§ Stated goal
Please pull every line of the listing below word for word, and leave the pictures out of your answer.
··· Extracted material
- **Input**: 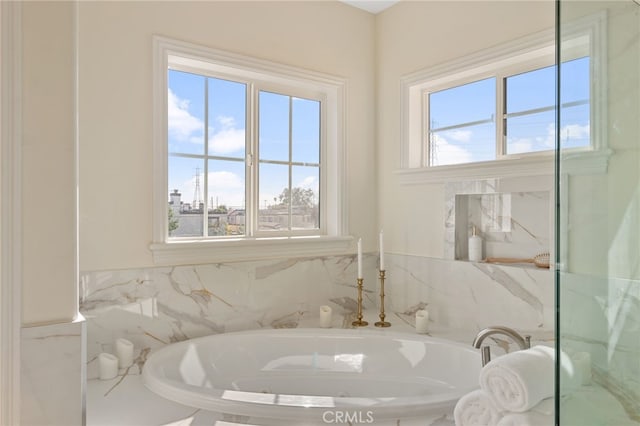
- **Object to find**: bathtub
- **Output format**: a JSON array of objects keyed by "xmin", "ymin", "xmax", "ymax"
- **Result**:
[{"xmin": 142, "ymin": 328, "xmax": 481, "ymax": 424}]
······
§ Complete answer
- **Input**: 
- **Object to find**: bathtub
- **Output format**: a JSON array of objects keyed by "xmin", "ymin", "xmax", "ymax"
- **Result**:
[{"xmin": 142, "ymin": 328, "xmax": 481, "ymax": 424}]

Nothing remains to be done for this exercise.